▸ **Problem**
Only the lines from the one containing "One point belongs on each instance of the blonde" through the end of the data below should be copied, each exactly as written and with both ends kept.

---*---

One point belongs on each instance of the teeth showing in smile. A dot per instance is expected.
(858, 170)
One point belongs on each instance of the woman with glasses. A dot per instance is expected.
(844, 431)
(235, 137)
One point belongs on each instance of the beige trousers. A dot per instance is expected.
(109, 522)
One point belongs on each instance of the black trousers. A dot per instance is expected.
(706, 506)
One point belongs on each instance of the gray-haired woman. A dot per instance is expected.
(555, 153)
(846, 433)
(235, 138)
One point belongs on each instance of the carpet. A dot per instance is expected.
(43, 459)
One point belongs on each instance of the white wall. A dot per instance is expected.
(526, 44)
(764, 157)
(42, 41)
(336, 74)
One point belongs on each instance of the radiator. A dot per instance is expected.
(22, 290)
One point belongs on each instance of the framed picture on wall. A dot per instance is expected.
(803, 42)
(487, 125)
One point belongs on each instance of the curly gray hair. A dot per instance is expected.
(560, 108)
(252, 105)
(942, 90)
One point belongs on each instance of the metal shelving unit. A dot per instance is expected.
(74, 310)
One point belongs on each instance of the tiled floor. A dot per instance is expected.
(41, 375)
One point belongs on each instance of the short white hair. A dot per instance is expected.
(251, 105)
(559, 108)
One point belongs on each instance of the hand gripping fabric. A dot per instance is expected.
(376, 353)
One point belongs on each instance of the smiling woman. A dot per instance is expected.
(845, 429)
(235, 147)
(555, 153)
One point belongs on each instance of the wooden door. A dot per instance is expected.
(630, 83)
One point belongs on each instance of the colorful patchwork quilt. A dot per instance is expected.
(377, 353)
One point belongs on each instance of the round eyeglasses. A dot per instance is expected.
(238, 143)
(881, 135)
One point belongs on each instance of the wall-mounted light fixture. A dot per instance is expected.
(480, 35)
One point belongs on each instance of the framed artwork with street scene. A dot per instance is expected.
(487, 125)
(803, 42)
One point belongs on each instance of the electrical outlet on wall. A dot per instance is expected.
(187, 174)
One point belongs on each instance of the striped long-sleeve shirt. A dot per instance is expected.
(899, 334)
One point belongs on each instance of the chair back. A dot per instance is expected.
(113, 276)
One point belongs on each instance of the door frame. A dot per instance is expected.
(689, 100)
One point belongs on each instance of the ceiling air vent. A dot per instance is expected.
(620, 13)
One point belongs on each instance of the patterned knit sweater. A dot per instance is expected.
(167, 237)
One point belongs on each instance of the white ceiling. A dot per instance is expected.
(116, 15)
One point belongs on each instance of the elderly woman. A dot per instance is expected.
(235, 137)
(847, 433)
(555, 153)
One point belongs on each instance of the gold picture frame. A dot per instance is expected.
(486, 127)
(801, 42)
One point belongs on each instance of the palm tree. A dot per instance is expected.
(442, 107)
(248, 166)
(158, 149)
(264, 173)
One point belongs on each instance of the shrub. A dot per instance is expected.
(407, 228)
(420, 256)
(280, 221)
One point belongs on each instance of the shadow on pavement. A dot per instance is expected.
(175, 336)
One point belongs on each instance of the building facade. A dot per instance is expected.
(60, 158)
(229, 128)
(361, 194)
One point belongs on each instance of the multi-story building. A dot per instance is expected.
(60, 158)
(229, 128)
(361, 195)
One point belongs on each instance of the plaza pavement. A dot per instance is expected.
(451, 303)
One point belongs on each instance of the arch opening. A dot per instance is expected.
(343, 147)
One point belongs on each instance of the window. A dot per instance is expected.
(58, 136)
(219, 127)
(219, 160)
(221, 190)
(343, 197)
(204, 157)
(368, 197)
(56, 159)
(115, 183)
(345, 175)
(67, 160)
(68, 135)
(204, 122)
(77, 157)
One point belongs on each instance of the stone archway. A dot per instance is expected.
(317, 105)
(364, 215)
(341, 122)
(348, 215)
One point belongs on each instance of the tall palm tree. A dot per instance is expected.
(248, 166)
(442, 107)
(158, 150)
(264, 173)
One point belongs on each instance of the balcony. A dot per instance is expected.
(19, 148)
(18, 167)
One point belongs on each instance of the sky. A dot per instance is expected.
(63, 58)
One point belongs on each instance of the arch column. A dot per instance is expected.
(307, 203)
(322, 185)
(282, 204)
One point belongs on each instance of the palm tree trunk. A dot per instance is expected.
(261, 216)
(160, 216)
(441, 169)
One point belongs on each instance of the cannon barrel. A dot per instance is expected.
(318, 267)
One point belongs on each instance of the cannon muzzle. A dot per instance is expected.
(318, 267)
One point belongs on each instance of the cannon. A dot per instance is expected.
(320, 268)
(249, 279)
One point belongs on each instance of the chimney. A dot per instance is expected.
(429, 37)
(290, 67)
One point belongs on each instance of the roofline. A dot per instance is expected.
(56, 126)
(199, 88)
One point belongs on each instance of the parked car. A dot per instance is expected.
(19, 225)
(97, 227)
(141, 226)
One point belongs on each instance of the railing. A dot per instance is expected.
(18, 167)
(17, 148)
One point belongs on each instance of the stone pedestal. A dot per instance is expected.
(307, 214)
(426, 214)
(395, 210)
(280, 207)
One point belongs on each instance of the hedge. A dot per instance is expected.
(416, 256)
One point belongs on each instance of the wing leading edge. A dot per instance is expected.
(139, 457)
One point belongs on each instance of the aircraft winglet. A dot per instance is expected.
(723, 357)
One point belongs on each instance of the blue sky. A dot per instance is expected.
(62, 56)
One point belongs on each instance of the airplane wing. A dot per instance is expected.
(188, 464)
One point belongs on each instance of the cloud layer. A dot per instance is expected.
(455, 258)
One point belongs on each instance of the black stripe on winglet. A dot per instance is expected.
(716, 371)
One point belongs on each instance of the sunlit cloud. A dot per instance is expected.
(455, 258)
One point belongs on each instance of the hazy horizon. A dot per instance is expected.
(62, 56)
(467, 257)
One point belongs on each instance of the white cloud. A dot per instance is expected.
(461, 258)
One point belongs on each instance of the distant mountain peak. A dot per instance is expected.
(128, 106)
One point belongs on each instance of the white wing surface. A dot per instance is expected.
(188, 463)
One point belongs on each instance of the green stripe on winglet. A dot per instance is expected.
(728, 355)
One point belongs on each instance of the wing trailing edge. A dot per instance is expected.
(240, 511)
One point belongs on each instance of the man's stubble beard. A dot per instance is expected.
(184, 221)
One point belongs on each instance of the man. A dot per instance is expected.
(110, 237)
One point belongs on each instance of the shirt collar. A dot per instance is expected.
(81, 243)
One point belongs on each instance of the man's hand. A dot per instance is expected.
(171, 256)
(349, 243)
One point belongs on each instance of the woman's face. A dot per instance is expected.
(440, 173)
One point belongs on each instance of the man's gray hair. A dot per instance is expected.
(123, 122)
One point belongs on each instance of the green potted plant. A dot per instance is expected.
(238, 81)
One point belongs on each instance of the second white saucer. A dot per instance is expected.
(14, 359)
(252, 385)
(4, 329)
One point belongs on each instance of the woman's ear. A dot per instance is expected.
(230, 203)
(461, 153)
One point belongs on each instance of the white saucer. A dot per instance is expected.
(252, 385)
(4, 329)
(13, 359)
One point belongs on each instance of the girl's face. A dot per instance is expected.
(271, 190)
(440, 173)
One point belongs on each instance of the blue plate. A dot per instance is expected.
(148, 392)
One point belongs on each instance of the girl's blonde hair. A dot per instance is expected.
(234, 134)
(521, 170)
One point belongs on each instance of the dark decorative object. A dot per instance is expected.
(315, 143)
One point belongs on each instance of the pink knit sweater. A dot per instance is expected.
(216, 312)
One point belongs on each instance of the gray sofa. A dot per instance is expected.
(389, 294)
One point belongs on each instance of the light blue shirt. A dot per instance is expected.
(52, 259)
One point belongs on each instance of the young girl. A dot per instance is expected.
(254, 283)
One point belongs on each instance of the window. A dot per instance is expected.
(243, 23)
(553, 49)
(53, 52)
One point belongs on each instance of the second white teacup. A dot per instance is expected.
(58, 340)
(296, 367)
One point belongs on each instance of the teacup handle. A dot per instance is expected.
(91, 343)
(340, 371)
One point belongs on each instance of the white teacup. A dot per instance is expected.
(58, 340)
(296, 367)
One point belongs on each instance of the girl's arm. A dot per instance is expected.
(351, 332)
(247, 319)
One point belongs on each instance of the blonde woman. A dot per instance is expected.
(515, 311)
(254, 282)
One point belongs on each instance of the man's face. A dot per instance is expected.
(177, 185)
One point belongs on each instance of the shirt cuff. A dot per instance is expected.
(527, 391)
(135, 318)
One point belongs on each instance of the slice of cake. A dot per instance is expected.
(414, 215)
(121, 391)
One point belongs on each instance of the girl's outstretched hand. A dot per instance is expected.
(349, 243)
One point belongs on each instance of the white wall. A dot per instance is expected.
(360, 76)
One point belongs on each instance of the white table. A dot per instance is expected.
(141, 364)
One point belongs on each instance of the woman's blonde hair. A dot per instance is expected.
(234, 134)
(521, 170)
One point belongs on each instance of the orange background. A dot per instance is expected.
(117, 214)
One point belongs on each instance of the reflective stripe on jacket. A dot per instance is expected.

---*---

▸ **Solved exercise**
One point belongs on each instance of the blonde woman. A dot per instance is expected.
(515, 311)
(254, 282)
One point belongs on each instance of the man's face. A dot per instance is expected.
(177, 185)
One point belongs on each instance of the shirt cuff. A dot per instance is expected.
(527, 391)
(135, 318)
One point belongs on each instance of the slice of cake. A dot per instance is expected.
(414, 215)
(121, 391)
One point belongs on each instance of the girl's outstretched hand. A dot per instance is expected.
(349, 243)
One point belongs on each instance of the white wall. A dot per instance is expected.
(360, 76)
One point belongs on each instance of the white table. A dot per instance is expected.
(141, 364)
One point belongs on each instance of the woman's blonde hair. A dot per instance is expected.
(234, 134)
(521, 170)
One point belongs on each instance of the orange background. A dot per instance is expected.
(117, 214)
One point belongs on each instance of the reflective stripe on jacket. A dot per instance is expected.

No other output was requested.